━━━━━ Supplied data

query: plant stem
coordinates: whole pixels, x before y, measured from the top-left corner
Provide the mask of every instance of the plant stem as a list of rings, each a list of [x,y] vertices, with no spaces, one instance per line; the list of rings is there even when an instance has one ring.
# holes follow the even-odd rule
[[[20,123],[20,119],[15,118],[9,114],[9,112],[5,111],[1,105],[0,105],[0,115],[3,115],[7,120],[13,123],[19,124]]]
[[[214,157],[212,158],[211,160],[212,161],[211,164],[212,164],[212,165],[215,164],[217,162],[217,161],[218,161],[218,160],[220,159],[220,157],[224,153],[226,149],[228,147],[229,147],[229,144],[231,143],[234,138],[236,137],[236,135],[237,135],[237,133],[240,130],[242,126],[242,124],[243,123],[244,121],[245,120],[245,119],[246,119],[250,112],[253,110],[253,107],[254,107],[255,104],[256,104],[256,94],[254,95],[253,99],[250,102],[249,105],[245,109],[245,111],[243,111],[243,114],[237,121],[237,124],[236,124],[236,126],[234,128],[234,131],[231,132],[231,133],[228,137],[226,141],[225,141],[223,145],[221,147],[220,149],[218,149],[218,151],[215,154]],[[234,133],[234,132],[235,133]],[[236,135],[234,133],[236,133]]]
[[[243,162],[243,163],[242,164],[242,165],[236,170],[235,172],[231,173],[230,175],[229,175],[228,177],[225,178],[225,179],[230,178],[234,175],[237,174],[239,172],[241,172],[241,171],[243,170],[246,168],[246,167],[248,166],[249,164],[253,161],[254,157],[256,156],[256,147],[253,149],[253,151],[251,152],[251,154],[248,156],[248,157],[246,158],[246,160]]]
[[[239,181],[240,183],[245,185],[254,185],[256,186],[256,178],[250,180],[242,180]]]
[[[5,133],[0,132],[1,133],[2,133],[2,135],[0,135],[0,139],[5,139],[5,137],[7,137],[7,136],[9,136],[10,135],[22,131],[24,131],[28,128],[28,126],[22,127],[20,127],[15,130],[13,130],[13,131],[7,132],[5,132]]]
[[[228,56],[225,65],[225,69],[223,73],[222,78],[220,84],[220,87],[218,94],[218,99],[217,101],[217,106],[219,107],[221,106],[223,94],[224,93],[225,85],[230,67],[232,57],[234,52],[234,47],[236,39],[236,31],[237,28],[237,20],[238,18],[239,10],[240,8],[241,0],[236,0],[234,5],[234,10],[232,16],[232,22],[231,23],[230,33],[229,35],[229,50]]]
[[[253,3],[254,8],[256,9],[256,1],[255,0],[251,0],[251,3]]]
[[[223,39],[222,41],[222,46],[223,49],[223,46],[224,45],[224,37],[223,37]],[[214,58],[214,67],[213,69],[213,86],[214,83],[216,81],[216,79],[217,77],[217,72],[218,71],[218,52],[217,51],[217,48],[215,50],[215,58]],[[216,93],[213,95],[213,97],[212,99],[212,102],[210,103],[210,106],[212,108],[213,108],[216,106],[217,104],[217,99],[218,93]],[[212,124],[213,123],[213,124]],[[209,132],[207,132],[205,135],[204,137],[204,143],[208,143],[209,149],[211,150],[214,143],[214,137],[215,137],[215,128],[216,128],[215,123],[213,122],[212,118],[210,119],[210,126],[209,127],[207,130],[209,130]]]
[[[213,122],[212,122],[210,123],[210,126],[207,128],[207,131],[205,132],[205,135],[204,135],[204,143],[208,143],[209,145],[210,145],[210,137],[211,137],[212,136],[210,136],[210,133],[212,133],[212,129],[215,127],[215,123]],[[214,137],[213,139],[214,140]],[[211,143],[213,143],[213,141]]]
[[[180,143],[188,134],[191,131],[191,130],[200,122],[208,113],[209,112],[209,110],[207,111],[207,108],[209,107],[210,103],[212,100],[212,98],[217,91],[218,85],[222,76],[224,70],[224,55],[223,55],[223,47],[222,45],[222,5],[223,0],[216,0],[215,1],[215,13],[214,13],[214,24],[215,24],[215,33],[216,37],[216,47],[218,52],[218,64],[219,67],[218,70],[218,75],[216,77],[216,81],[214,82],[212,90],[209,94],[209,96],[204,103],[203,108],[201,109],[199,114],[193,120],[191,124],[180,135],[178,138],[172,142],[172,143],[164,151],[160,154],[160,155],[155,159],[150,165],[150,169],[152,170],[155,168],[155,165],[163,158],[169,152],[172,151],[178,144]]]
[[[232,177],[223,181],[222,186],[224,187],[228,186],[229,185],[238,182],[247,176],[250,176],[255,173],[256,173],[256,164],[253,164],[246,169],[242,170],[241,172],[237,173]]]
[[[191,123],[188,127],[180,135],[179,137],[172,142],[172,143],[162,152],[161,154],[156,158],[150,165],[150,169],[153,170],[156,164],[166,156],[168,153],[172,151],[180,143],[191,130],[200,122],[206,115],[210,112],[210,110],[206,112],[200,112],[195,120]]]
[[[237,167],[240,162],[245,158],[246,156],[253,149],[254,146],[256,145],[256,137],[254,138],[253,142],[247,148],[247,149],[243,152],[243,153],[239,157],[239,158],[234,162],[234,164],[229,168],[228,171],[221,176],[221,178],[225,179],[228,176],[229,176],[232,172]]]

━━━━━━━━━━

→ Given exercise:
Copy out every item above line for line, changing nothing.

→ Answer to the exercise:
query: plant stem
coordinates: whole pixels, x before y, measured from the top-left corner
Provide the mask of every instance of the plant stem as a list of rings, each a list of [x,y] vertices, with no spaces, one instance per line; the list of rings is there even when an instance has one ring.
# holes follow the even-odd rule
[[[20,123],[20,119],[15,118],[9,114],[9,112],[5,111],[1,105],[0,105],[0,115],[3,115],[7,120],[13,123],[19,124]]]
[[[214,157],[212,158],[211,160],[212,161],[211,164],[212,164],[212,165],[215,164],[217,162],[217,161],[218,161],[218,160],[220,159],[220,157],[224,153],[226,149],[228,147],[229,147],[229,144],[231,143],[234,138],[236,137],[236,135],[237,135],[237,133],[240,130],[242,126],[242,124],[243,123],[244,121],[245,120],[245,119],[246,119],[250,112],[253,110],[253,107],[254,107],[255,104],[256,104],[256,94],[254,95],[253,99],[250,102],[249,105],[245,109],[245,111],[243,111],[243,114],[237,121],[237,124],[236,124],[236,126],[234,128],[234,131],[231,132],[231,133],[228,137],[226,141],[225,141],[223,145],[221,147],[220,149],[218,149],[218,151],[215,154]],[[234,133],[234,132],[235,133]],[[236,135],[234,133],[236,133]]]
[[[243,162],[243,163],[242,164],[242,165],[236,170],[235,172],[231,173],[230,175],[229,175],[228,177],[225,178],[225,179],[230,178],[234,175],[237,174],[239,172],[241,172],[241,171],[243,170],[246,168],[246,167],[248,166],[249,164],[253,161],[254,157],[256,156],[256,147],[253,149],[253,151],[251,152],[251,154],[248,156],[248,157],[246,158],[246,160]]]
[[[239,181],[240,183],[245,185],[254,185],[256,186],[256,178],[250,180],[242,180]]]
[[[5,133],[0,132],[1,133],[2,133],[2,135],[0,135],[0,139],[5,139],[5,137],[7,137],[7,136],[9,136],[10,135],[22,131],[24,131],[28,128],[28,126],[22,127],[20,127],[15,130],[13,130],[13,131],[7,132],[5,132]]]
[[[228,56],[225,65],[225,69],[223,73],[222,78],[220,84],[220,87],[218,94],[218,99],[217,101],[217,106],[219,107],[221,106],[223,94],[224,93],[225,85],[230,67],[232,57],[234,52],[234,47],[236,39],[236,31],[237,28],[237,20],[238,18],[239,10],[240,8],[241,0],[236,0],[234,5],[234,10],[232,16],[232,22],[231,23],[230,33],[229,35],[229,50]]]
[[[253,3],[254,8],[256,9],[256,1],[255,0],[251,0],[251,3]]]
[[[223,39],[222,41],[222,46],[223,49],[223,46],[224,45],[224,37],[223,37]],[[214,58],[214,67],[213,69],[213,86],[214,83],[216,81],[216,79],[217,77],[217,72],[218,71],[218,52],[217,51],[217,48],[215,50],[215,58]],[[216,93],[213,95],[213,97],[212,99],[212,102],[210,103],[210,106],[212,108],[213,108],[216,106],[217,104],[217,99],[218,93]],[[212,124],[213,123],[213,124]],[[209,132],[207,132],[205,135],[204,137],[204,143],[208,143],[209,149],[211,150],[214,143],[214,137],[215,137],[215,128],[216,128],[215,123],[213,122],[212,118],[210,119],[210,126],[209,127],[207,130],[209,130]]]
[[[213,122],[212,122],[210,123],[210,126],[207,128],[207,131],[205,132],[205,135],[204,135],[204,143],[208,143],[209,145],[210,145],[210,137],[211,137],[212,136],[210,136],[210,133],[212,133],[212,129],[215,127],[215,123]],[[214,137],[213,139],[214,140]],[[211,143],[213,143],[213,141]]]
[[[180,143],[188,134],[191,131],[191,130],[200,122],[208,113],[209,112],[209,110],[207,111],[207,108],[209,107],[210,103],[212,100],[212,98],[217,91],[218,85],[222,76],[224,70],[224,55],[223,55],[223,47],[222,45],[222,5],[223,0],[216,0],[215,1],[215,13],[214,13],[214,24],[215,24],[215,33],[216,37],[216,47],[218,52],[218,64],[219,67],[218,70],[218,75],[216,77],[216,81],[214,82],[212,90],[209,94],[209,96],[204,103],[203,108],[201,109],[199,114],[193,120],[191,124],[180,135],[178,138],[172,142],[172,143],[164,151],[160,154],[160,155],[155,159],[150,165],[150,169],[152,170],[155,168],[155,165],[163,158],[169,152],[172,151],[178,144]]]
[[[232,177],[223,181],[222,186],[224,187],[228,186],[229,185],[238,182],[247,176],[250,176],[255,173],[256,173],[256,164],[253,164],[246,169],[242,170],[241,172],[237,173]]]
[[[191,123],[188,127],[180,135],[179,137],[172,142],[172,143],[162,152],[161,154],[156,158],[150,165],[150,169],[153,170],[156,164],[166,156],[168,153],[172,151],[180,143],[191,130],[200,122],[206,115],[210,112],[210,110],[206,112],[200,112],[195,120]]]
[[[237,167],[240,162],[245,158],[246,156],[253,149],[254,146],[256,145],[256,137],[254,138],[253,142],[247,148],[247,149],[243,152],[243,153],[239,157],[239,158],[234,162],[234,164],[229,168],[228,171],[221,176],[221,178],[225,179],[228,176],[229,176],[232,172]]]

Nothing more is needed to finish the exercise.